Annotation records:
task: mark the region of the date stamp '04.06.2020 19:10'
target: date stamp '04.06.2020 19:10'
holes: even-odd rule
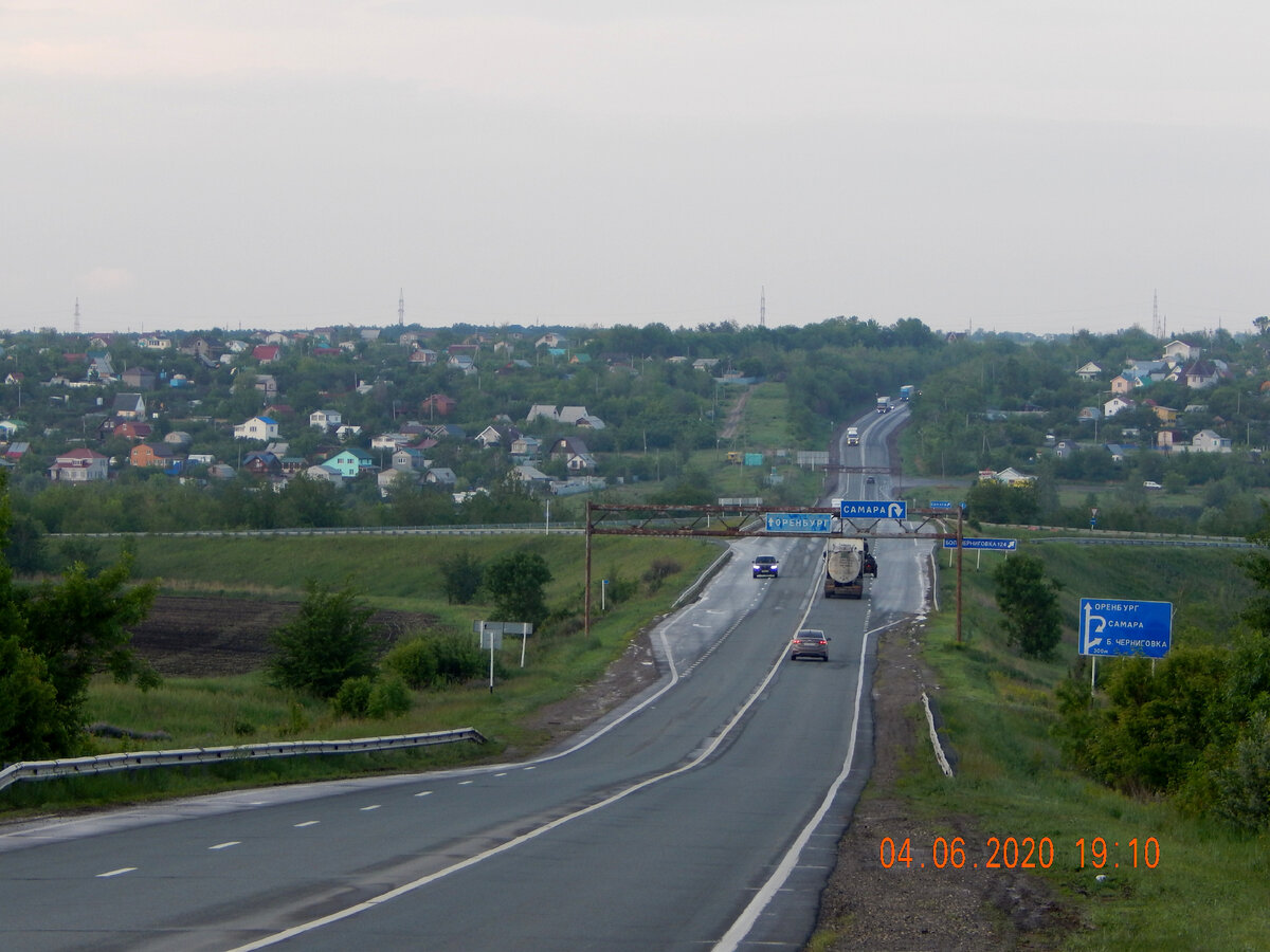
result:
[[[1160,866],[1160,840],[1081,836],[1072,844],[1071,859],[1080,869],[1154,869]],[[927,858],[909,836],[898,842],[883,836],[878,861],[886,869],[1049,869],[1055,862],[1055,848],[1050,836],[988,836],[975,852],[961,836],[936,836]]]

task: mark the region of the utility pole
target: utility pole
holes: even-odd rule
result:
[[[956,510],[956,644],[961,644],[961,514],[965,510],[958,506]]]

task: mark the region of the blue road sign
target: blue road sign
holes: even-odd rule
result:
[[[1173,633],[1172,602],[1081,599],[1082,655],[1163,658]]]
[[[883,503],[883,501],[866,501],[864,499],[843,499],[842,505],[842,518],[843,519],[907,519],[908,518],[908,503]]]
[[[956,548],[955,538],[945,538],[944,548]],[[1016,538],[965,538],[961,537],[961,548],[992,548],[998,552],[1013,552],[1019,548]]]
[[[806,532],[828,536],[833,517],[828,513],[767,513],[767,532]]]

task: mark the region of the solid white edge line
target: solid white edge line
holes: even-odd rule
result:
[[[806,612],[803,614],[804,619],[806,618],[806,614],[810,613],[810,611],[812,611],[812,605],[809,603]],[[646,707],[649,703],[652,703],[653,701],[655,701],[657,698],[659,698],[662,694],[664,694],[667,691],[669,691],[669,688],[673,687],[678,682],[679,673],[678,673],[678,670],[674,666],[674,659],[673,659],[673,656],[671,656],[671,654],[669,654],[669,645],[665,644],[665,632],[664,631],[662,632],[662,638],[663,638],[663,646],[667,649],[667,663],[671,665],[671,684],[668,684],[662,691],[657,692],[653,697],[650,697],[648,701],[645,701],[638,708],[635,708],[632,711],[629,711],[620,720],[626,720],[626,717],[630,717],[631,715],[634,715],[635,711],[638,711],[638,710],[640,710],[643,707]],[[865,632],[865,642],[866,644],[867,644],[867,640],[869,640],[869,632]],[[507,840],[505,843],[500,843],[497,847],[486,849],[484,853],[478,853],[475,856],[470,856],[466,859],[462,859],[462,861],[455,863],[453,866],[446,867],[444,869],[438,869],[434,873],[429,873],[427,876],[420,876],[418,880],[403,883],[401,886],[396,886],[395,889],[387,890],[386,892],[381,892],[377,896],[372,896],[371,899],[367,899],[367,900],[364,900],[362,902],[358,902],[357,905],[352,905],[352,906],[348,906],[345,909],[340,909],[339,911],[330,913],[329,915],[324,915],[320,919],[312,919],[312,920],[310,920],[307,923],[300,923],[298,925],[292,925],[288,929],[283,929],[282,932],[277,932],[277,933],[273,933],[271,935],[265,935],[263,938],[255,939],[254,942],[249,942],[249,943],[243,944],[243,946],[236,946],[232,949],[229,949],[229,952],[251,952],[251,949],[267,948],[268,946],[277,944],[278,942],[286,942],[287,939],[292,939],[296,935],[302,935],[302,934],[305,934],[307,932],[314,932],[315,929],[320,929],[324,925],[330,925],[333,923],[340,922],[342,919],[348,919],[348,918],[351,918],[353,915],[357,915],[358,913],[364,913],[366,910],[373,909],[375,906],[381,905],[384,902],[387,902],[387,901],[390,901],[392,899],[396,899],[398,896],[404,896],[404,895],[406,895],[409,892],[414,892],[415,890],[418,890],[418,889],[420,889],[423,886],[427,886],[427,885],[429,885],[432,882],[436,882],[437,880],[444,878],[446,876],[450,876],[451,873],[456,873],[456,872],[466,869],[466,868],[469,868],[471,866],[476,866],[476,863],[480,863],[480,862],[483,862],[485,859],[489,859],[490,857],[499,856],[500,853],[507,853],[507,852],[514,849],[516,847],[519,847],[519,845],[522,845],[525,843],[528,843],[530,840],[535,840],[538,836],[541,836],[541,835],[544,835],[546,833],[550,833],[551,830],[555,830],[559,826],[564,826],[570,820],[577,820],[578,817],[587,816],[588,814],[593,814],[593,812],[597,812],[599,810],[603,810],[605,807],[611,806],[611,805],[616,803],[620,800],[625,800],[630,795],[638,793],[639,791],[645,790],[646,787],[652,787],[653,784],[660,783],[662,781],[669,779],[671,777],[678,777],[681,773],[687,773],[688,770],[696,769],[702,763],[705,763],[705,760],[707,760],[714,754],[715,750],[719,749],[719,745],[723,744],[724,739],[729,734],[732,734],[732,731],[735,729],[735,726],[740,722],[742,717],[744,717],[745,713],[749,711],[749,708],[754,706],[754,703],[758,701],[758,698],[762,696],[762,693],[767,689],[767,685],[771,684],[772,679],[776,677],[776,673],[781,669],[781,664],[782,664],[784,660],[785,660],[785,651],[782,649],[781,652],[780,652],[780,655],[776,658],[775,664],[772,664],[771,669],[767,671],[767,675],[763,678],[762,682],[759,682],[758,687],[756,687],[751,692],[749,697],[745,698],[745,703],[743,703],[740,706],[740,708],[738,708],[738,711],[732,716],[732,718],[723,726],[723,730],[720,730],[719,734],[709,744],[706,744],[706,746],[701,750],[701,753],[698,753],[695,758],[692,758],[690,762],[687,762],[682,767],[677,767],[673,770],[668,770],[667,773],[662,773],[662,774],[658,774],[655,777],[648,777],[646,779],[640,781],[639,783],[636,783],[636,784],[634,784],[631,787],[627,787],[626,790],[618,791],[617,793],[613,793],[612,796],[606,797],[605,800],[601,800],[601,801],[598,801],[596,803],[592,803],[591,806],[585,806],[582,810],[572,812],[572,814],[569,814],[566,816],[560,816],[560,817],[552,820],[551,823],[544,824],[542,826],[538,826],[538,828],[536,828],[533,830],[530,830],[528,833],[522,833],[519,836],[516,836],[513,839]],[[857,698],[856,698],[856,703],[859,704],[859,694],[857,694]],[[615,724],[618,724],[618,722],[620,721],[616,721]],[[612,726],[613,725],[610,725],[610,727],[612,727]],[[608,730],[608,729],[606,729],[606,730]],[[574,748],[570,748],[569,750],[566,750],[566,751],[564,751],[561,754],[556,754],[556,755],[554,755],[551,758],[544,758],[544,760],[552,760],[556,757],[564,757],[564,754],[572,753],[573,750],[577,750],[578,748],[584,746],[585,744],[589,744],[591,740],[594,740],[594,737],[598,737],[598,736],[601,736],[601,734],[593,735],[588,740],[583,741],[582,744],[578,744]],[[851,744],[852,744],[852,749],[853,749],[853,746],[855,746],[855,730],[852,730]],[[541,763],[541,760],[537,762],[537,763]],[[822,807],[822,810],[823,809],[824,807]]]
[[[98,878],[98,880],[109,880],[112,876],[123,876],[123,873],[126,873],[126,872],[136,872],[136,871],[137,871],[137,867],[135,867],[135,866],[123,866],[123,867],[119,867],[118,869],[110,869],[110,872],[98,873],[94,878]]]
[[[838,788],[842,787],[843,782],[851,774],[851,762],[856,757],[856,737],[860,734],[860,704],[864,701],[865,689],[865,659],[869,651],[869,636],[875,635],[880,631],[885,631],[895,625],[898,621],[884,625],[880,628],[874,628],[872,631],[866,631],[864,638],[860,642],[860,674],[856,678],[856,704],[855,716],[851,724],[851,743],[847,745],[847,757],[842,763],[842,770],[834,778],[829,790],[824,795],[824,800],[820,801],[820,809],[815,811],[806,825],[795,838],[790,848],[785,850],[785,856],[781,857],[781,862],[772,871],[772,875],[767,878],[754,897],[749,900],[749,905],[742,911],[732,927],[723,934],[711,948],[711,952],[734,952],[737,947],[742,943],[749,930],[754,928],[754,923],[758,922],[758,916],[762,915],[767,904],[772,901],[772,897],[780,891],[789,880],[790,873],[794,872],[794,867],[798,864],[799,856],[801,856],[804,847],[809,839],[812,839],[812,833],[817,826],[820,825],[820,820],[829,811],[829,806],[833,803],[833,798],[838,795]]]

---

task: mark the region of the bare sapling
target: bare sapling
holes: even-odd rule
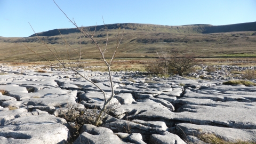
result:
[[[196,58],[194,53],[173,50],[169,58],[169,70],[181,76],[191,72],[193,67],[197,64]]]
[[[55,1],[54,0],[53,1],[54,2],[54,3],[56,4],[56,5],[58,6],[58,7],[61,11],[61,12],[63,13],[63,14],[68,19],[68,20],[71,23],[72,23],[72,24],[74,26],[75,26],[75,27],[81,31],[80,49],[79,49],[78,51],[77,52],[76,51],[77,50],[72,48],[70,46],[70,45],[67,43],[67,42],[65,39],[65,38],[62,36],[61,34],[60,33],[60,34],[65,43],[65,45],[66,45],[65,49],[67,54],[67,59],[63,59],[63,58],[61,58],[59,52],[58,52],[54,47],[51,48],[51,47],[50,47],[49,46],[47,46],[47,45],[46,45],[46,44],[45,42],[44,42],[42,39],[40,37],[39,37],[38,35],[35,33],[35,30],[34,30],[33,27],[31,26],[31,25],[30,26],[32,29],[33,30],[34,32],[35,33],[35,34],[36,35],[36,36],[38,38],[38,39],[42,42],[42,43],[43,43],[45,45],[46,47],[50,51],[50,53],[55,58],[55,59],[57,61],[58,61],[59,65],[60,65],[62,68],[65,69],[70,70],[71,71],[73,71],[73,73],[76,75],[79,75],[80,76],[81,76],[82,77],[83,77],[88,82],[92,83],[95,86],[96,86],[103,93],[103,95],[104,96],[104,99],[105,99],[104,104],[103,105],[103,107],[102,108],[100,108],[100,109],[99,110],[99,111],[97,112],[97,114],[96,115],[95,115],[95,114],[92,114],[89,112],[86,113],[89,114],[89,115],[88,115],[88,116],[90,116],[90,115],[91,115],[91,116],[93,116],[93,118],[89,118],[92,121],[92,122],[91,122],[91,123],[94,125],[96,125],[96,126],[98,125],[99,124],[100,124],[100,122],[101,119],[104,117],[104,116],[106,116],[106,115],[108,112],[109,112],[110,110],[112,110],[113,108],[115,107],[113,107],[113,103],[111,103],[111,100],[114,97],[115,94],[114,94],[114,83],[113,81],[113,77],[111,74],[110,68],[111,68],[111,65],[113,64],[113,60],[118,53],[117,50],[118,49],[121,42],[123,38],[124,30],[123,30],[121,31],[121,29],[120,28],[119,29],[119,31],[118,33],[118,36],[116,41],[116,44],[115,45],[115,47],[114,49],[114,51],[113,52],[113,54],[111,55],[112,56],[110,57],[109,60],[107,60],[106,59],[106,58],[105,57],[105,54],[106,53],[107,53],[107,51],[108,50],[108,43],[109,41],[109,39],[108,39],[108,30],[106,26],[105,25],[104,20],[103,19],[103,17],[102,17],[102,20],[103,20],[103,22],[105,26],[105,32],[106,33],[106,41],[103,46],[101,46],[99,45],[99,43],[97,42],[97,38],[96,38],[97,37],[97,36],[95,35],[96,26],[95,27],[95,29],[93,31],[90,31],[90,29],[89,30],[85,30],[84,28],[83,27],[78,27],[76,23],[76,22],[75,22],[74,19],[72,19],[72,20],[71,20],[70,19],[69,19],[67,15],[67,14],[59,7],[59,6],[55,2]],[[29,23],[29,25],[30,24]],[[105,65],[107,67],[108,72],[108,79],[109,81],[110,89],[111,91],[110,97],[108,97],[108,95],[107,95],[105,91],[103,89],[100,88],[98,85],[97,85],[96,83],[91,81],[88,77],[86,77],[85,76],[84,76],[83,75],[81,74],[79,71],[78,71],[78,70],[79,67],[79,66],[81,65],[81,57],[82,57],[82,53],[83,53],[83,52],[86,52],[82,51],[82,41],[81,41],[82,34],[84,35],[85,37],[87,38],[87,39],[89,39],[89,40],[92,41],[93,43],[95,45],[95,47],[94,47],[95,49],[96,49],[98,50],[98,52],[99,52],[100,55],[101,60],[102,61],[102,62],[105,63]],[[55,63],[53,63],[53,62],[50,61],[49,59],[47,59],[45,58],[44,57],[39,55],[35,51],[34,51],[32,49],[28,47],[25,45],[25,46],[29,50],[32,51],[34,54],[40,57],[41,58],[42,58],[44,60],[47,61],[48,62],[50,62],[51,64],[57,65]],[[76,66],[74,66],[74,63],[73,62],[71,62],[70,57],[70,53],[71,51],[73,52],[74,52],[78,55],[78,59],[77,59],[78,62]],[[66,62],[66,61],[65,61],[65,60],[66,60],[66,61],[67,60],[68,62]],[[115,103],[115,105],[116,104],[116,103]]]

> **Your goal**
Give the lines from the line with "task: mark the region of the date" through the line with "[[[956,510],[956,644],[961,644],[961,514],[965,510],[958,506]]]" as a numbered list, skipping any blank lines and omitting the pictures.

> **Final result**
1. task: mark the region of the date stamp '04.06.2020 19:10'
2. target: date stamp '04.06.2020 19:10'
3. holes: even-odd rule
4. result:
5. [[[1160,866],[1160,840],[1081,836],[1072,844],[1071,859],[1080,869],[1154,869]],[[927,858],[909,836],[898,842],[883,836],[878,861],[886,869],[1049,869],[1055,862],[1055,848],[1050,836],[988,836],[975,852],[961,836],[936,836]]]
6. task: mark the region of the utility pole
7. target: utility pole
8. holes: even-odd rule
9. result:
10. [[[956,510],[956,644],[961,644],[961,514],[965,510],[958,506]]]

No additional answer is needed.